By late April asparagus is in season and remains in season through June. This vegetable is another one that may require experimenting with cooking to figure out how you enjoy it best. Once you figure it out, asparagus is very enjoyable and complements many main dishes.
If you are used to seeing mushy, overcooked asparagus, try cooking it for a shorter time so that it stays crisp. Or if you are turned off by the fibrous and difficult to chew stems, be sure to trim them and toss them out (or put into your compost pile). One of the best tricks I know for asparagus is to snap the ends off with my hands; the point at which it snaps easiest is usually right at the dividing point between what is edible and what needs to be composted.
I like to cook asparagus by either sautéing in a pan with other vegetables, or by placing in boiling water for 5 minutes.

◆ ◆ ◆ ◆ ◆

▸ **EXERCISE OBJECTIVE**
Answer from the asparagus passage above:
(a) Through which month does asparagus stay in season?
(b) Besides tossing them out, where can the trimmed stems go?
(c) For how many minutes does the writer keep asparagus in boiling water?

◆ ◆ ◆ ◆ ◆

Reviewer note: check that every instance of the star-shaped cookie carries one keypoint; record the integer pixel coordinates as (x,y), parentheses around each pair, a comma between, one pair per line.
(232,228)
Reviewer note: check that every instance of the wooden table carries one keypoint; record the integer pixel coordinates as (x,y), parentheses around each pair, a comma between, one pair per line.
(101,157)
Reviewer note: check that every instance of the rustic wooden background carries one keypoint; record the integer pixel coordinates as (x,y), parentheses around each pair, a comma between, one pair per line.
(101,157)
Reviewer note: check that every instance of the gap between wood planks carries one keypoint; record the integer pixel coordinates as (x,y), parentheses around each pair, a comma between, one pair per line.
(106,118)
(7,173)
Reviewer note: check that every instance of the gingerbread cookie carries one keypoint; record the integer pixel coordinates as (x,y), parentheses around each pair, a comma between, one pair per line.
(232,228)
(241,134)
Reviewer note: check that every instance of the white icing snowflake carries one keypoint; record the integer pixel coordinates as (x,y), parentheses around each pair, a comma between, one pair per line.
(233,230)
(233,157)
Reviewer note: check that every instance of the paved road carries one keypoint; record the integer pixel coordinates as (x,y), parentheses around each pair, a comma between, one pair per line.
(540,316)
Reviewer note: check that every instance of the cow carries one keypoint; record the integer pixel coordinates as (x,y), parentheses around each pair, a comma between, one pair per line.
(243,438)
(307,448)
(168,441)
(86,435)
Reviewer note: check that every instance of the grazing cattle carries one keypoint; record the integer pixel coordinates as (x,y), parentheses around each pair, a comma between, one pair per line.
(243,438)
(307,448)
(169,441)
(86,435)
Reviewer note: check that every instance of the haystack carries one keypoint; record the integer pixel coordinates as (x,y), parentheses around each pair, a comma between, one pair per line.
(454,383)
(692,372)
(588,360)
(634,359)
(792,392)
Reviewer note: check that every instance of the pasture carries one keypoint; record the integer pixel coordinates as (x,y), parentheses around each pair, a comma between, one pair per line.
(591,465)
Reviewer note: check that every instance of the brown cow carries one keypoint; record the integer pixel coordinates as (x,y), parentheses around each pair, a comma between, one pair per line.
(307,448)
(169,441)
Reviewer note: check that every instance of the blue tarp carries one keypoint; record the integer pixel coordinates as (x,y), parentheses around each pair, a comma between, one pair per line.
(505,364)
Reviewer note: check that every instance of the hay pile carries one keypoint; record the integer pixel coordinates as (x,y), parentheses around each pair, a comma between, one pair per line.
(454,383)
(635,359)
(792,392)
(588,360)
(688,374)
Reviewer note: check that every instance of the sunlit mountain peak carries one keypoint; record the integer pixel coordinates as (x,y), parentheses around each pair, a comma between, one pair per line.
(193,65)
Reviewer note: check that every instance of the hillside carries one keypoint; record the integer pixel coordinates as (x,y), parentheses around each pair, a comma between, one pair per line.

◆ ◆ ◆ ◆ ◆

▸ **RESULT FOR THIS EXERCISE**
(a) June
(b) Into a compost pile
(c) 5 minutes